Why is bias usually (like in resnet) set to False in conv_layer?

(Kaitlin Duck Sherwood) #15

Why LeakyReLU instead of SELU?

(Kevin Bird) #16

Do you have a link to SELU?

(Armineh Nourbakhsh) #17

Maybe because of batchnorm? I vaguely remember from Andrew Ng’s class that the beta parameter in batchnorm practically replaces bias.

(Hamel Husain) #18

Why is inplace=True in the Leaky-Relu?

(Brian Holland) #19

@rachel Is there any benefit to drawing the architecture? Like as in a line-drawing?

Are there good packages that can illustrate a pre-defined architecture?

(Kaitlin Duck Sherwood) #20

Here’s a blog on SELU:

I guess another way of asking the question is, “SELU looked really hot in the paper which came out, but I notice that you don’t use it. What’s your opinion on SELU?”


Ah, thank you, make sense! It’d be great if we can get a confirmation from @jeremy

(Daniel Hunter) #22

Good call!

(Daniel Hunter) #23

Sorry – where’s the link?

(Brian Holland) #24

Isn’t a small network that just narrows and re-expands called an “encapsulation network”? @rachel?
__________________________________________________
**INSTRUCTIONS**:
(1) Copy out the rows from the line containing "</instance>" through the line containing "negative clicks: (469, 244)", both lines included.
(2) Please write the next part of the forum thread about bias, activation functions and network architecture, starting after its last post.
The forum thread and the rows have nothing to do with each other.

**EXTRACTED INFORMATION**:
__________________________________________________
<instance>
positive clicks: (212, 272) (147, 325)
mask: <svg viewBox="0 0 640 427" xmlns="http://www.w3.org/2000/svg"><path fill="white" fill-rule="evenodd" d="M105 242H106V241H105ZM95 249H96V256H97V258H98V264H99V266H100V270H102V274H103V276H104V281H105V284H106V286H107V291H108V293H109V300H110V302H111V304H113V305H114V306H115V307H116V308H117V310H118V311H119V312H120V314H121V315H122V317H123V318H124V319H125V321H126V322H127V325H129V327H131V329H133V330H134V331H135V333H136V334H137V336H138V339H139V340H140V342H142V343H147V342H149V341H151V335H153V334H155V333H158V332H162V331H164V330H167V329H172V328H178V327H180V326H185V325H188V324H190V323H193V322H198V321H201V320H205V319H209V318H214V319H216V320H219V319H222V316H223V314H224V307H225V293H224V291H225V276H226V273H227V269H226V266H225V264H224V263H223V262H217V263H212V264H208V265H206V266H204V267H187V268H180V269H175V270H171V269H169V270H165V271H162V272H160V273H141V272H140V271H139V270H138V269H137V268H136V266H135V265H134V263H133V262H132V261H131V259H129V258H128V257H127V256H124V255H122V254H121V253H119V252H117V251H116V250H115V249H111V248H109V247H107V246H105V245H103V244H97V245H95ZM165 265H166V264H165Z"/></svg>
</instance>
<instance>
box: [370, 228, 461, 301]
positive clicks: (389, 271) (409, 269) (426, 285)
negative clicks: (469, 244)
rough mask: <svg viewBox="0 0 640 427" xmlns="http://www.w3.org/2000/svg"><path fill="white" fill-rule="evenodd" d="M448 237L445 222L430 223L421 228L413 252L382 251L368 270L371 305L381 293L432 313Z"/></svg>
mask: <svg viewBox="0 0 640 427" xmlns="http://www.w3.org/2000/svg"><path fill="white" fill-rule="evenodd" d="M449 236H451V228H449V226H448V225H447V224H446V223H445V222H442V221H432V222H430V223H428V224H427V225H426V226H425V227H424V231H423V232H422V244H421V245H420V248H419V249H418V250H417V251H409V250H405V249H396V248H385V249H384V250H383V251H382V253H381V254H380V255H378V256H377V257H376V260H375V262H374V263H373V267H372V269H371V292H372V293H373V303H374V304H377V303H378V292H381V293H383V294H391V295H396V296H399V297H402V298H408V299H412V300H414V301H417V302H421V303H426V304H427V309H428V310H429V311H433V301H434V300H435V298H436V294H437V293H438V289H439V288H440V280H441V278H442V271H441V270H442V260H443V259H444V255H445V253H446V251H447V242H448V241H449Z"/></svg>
__________________________________________________
**OUTPUTS IN ORDER**:
(1)
</instance>
<instance>
box: [370, 228, 461, 301]
positive clicks: (389, 271) (409, 269) (426, 285)
negative clicks: (469, 244)

(2)
(Kevin Bird) #25

Is the reason for squishing it down and expanding the same idea as U-Net?

(Adrien Lucas Ecoffet) #26

Would be curious about Jeremy’s answer, but here’s my take: the SELU paper focuses on standard dense neural nets as opposed to CNNs or RNNs. I am not 100% sure why but I did try SELU on CNNs once and got poor results, so it’s possible that it simply doesn’t work that well on CNNs. Why? No idea…

(Ravi Jain) #27

So this should be applicable to simple fully connected linear layers as well, right?

(Patrick Mccaffrey) #28

Why does ks//2 have 2 forward slashes?

(Debashish Panigrahi) #29

// converts to int

(Kevin Bird) #30

Python has two division operators, a single slash character for classic division and a double-slash for “floor” division (rounds down to nearest whole number). Classic division means that if the operands are both integers, it will perform floor division, while for floating point numbers, it represents true division.

(Bart Fish) #31

integer division

(Ravi Jain) #33

Integer division!